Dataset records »
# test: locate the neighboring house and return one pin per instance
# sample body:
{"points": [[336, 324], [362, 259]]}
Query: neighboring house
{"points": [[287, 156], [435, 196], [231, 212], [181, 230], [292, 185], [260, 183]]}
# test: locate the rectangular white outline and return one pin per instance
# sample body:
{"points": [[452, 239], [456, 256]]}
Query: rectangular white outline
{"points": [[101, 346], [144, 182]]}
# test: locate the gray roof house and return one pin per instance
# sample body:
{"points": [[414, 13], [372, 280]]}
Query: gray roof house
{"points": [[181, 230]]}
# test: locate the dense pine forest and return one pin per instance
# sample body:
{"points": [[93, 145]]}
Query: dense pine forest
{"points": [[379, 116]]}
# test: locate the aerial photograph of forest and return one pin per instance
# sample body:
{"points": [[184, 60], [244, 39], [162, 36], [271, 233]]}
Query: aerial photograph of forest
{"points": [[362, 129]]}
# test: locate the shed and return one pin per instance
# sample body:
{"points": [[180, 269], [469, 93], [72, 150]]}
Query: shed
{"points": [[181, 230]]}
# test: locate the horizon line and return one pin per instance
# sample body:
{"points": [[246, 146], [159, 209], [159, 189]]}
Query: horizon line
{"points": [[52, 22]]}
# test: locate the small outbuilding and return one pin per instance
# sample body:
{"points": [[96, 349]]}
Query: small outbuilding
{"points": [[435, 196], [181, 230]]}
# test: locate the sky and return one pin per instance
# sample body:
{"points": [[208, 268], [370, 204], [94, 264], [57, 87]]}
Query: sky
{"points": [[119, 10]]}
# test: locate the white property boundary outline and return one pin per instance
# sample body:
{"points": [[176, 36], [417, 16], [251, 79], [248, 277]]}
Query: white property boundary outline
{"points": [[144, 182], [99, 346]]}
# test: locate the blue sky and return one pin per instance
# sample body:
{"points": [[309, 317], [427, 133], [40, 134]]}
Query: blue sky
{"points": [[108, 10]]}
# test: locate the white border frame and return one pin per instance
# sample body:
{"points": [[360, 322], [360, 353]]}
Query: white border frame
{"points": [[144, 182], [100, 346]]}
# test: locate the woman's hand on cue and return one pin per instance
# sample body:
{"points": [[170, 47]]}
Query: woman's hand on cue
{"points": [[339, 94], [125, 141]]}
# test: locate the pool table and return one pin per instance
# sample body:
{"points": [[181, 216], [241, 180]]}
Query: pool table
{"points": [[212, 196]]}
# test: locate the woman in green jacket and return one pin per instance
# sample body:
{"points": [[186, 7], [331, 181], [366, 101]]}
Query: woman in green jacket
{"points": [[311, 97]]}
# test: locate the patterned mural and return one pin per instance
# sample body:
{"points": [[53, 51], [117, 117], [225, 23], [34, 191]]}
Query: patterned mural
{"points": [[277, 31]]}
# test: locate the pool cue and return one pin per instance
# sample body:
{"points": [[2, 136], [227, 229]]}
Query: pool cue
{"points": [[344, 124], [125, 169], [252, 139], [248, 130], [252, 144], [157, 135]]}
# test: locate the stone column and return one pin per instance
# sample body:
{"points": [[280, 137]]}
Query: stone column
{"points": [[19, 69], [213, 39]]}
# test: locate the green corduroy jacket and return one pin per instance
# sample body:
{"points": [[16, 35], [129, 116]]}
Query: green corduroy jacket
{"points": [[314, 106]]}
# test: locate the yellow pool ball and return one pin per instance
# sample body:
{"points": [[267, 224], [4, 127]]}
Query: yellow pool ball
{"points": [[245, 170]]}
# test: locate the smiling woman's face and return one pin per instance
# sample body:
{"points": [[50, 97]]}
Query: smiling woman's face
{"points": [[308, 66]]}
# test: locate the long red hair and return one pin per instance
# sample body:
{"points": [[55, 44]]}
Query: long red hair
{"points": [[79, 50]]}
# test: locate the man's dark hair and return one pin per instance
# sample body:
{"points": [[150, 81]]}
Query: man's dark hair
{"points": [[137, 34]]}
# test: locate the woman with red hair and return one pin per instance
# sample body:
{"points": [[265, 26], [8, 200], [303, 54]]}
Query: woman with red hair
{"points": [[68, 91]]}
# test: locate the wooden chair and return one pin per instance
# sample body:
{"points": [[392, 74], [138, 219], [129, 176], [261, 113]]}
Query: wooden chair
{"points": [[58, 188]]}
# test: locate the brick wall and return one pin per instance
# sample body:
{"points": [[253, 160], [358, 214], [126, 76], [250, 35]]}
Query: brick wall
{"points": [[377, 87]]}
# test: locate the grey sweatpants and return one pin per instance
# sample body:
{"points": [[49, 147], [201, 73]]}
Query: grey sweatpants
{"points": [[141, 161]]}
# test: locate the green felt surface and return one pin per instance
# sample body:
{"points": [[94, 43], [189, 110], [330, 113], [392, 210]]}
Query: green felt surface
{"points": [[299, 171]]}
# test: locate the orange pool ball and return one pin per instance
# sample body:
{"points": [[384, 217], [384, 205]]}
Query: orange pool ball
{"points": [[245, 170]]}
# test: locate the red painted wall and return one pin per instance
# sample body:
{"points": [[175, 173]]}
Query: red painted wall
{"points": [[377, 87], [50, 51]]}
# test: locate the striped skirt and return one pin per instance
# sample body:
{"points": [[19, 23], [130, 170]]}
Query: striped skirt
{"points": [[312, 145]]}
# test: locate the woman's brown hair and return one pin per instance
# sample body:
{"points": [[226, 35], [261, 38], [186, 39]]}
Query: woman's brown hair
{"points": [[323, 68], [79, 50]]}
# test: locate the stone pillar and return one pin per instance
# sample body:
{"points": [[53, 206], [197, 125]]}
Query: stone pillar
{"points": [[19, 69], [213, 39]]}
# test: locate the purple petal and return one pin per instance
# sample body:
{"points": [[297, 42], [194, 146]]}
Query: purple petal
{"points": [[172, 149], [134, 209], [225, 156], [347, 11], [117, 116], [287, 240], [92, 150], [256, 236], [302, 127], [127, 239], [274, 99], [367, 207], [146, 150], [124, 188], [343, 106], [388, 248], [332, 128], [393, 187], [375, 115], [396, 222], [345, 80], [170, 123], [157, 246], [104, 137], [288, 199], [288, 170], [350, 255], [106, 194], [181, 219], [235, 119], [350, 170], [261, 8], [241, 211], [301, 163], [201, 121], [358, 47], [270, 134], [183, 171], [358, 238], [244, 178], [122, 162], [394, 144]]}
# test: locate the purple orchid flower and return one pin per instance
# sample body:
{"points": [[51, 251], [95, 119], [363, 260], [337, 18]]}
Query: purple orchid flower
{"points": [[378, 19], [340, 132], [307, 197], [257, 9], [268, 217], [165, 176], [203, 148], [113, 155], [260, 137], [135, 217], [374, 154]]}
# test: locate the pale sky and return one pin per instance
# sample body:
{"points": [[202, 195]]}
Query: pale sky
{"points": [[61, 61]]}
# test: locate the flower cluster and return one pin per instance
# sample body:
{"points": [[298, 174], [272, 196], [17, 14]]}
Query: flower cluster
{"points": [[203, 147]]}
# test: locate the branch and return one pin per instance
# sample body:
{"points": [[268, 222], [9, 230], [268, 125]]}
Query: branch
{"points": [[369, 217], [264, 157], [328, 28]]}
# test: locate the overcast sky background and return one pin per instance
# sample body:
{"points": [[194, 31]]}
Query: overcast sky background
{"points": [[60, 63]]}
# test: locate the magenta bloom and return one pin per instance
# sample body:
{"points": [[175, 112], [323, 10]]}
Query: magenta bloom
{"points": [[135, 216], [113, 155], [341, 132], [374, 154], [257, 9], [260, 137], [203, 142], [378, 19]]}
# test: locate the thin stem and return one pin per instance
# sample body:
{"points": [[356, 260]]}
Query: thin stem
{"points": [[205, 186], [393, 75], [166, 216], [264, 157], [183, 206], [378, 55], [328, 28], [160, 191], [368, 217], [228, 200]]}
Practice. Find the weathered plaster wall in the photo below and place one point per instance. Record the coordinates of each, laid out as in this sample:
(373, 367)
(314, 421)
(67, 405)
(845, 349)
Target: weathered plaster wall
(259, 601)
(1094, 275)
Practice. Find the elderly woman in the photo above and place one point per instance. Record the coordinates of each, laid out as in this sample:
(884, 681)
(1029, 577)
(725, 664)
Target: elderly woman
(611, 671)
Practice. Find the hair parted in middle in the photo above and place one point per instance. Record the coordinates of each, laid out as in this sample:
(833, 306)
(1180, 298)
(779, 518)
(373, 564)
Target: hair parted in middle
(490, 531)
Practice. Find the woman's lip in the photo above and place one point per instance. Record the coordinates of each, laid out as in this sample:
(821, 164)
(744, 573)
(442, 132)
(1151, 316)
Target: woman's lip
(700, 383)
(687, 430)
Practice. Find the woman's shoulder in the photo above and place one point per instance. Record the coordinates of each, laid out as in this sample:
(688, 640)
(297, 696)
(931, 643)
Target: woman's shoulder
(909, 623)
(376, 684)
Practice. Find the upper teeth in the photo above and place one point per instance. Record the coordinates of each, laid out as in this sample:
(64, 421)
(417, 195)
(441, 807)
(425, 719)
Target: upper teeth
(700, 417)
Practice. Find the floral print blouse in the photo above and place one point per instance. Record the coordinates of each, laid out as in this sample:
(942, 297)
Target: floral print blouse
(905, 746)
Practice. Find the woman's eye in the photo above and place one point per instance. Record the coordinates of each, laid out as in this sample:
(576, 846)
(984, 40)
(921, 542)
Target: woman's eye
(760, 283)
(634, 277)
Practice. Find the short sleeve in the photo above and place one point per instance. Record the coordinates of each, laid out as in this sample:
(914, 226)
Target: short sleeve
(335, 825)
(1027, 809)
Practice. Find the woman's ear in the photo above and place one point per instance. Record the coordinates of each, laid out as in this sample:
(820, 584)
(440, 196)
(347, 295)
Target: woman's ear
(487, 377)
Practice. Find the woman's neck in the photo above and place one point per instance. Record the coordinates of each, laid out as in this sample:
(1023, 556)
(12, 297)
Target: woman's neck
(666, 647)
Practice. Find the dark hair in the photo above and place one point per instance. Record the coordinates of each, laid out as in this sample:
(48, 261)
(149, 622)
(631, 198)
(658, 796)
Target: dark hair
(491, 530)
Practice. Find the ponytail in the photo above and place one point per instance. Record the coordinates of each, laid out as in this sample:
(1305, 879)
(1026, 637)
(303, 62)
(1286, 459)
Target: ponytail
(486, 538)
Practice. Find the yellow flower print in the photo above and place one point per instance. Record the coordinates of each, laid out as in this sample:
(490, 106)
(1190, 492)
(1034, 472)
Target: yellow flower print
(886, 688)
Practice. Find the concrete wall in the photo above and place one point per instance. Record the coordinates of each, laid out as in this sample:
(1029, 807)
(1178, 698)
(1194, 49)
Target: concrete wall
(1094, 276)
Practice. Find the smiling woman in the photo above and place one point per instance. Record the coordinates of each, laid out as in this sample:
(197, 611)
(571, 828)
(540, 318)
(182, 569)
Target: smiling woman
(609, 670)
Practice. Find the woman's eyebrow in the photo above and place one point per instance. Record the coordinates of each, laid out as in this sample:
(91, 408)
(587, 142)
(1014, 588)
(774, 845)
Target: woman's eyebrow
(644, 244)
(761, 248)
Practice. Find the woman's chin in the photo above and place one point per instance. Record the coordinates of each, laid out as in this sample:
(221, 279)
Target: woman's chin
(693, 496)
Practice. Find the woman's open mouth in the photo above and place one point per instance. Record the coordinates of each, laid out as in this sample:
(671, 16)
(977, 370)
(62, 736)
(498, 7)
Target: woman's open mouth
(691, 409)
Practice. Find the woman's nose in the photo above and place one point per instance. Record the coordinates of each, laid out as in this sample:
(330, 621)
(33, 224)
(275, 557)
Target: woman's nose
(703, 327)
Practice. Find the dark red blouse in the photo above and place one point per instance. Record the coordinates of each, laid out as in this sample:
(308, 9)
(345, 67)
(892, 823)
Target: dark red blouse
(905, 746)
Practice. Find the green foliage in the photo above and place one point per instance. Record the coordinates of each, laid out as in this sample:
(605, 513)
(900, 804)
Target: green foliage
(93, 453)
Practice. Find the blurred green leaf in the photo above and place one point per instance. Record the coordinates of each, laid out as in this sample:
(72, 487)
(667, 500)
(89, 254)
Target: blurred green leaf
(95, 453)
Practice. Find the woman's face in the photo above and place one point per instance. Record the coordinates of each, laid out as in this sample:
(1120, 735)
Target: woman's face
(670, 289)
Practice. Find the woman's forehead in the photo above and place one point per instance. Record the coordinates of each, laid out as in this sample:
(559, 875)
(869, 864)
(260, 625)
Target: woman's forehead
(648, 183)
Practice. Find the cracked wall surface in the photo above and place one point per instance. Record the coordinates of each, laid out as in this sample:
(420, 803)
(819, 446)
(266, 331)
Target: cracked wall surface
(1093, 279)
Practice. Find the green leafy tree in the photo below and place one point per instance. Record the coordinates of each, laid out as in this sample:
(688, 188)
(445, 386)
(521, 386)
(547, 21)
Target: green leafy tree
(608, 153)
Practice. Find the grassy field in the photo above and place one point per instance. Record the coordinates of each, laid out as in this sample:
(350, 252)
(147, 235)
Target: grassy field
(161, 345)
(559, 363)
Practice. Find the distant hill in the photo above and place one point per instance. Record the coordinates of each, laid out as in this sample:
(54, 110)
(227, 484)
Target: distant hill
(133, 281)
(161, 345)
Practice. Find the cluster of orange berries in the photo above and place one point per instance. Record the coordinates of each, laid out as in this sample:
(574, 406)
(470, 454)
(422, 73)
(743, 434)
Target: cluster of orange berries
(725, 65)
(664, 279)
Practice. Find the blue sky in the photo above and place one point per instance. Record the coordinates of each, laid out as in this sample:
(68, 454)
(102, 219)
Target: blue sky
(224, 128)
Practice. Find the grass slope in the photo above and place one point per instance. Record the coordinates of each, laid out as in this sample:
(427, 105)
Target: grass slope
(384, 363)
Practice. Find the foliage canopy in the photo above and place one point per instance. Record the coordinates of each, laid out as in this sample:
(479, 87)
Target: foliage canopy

Task instructions »
Render the lines of the items as a JSON list of strings, one string per line and blank lines omitted, starting at the line containing "Practice. Find the elderly" and ending at the line containing "(1027, 809)", both included.

Right answer »
[
  "Practice. Find the elderly woman in the photo above and place one point per instance. Record the coordinates of each, laid out as in this sample:",
  "(884, 681)",
  "(1029, 577)",
  "(725, 664)",
  "Target: elderly woman",
  "(611, 671)",
  "Practice. Find the hair parted in middle in the photo above and place one point per instance. Record the coordinates of each, laid out as in this sample:",
  "(833, 306)",
  "(1180, 298)",
  "(779, 518)",
  "(373, 564)",
  "Target: hair parted in middle",
  "(490, 531)",
  "Practice. Find the woman's lip in the photo above and place one point per instance. Record the coordinates of each, laid out as in this sample:",
  "(821, 164)",
  "(744, 573)",
  "(442, 132)",
  "(1151, 316)",
  "Target: woman's lip",
  "(700, 383)",
  "(687, 430)",
  "Practice. Find the woman's shoulder in the photo above and place one point per instance. Record the coordinates of each, laid out as in this sample:",
  "(688, 640)",
  "(297, 696)",
  "(931, 643)",
  "Target: woman's shoulder",
  "(909, 623)",
  "(376, 684)",
  "Practice. Find the upper teeth in the photo above and place one point per instance. Record the coordinates of each, laid out as in this sample:",
  "(64, 421)",
  "(417, 195)",
  "(441, 807)",
  "(425, 719)",
  "Target: upper teeth",
  "(700, 417)",
  "Practice. Find the floral print blouse in the photo above and place one point per instance. Record the coordinates of each, laid out as in this sample:",
  "(942, 297)",
  "Target: floral print blouse",
  "(905, 746)",
  "Practice. Find the woman's eye in the photo above and place one point per instance. Record the coordinates of each, laid out as in this sample:",
  "(576, 846)",
  "(984, 40)",
  "(921, 542)",
  "Target: woman's eye",
  "(760, 283)",
  "(634, 277)",
  "Practice. Find the short sleeve in the photo above and place one point per instance. Record the coordinates of each, laid out as in this sample:",
  "(914, 226)",
  "Target: short sleeve",
  "(335, 825)",
  "(1027, 809)"
]